Photo: Jared C. Tilton/Getty Images

Gragson: ‘I Wanted to Go Out on Top, But It Just Wasn’t Meant to Be’

By David Morgan, NASCAR Editor

HOMESTEAD, Fla. – Noah Gragson wanted nothing more than to leave Kyle Busch Motorsports with a championship before departing for the NASCAR Xfinity Series next year, but the driver of the No. 18 Toyota ultimately came up short of that goal Friday night at Homestead-Miami Speedway.

“Racing for a championship, I never would have dreamed of that when I started racing six years ago that I’d be in this position with Kyle Busch Motorsports and Safelite AutoGlass, Toyota, Switch, everybody who helps me,” Gragson said. “It’s my last truck race with Kyle Busch Motorsports. Man, I wanted to go out on top, but it just wasn’t meant to be.

“It’s just a bummer, but hey, no bad days, right? We’re going to move on to the next year in the Xfinity Series. I’m pumped up about that, but this one is going to hurt for a while.”

After starting third, Gragson climbed up to second place behind polesitter Grant Enfinger and bided his time, finishing the first stage there. When the second stage began, Gragson made his move, taking over the lead for the first couple of laps following the restart before dropping back for the remainder of the stage, finishing second when the green-checkered flag flew for the second time.

When the final stage began, Gragson leaped to the lead once more, staying out front for 32 laps and staging a thrilling battle with eventual winner and champion Brett Moffitt in the process.

As the field neared their window for the final round of pit stops, Gragson fell off the pace, thinking he had a tire going down and by the time pit stops cycled through, the damage had already been done as Moffitt had a nearly four second lead over Gragson.

## Given entries

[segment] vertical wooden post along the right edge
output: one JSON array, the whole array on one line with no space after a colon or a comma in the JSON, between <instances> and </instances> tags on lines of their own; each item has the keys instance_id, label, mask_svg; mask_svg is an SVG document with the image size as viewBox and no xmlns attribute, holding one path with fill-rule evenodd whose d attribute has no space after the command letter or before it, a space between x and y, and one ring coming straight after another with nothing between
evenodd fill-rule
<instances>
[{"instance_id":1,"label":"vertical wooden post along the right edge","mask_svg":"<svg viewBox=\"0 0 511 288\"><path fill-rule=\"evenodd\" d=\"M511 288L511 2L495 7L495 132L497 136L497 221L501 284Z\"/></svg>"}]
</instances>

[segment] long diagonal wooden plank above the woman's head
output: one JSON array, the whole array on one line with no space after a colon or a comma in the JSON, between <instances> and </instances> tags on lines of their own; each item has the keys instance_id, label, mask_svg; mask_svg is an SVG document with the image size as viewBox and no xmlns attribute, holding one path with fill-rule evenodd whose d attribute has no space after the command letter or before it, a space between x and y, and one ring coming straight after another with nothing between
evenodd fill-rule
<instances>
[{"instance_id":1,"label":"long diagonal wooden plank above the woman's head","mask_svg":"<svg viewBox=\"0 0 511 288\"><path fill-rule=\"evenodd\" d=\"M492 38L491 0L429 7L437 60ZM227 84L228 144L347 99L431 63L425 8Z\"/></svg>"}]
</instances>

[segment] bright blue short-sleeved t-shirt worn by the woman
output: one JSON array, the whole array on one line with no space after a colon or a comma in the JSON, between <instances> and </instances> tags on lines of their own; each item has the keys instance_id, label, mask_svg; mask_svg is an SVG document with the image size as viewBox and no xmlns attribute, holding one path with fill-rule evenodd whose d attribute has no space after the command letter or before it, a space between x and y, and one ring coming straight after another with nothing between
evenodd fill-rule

## To do
A. In the article on Noah Gragson's final truck race, from which position did Gragson start?
B. Using the article on Noah Gragson's final truck race, explain why Gragson fell off the pace as the field neared the final round of pit stops.
The data shown here comes from a separate source.

## Answers to the exercises
A. He started third.

B. He fell off the pace because he thought he had a tire going down. By the time the pit stops cycled through, Moffitt had a lead of nearly four seconds over him.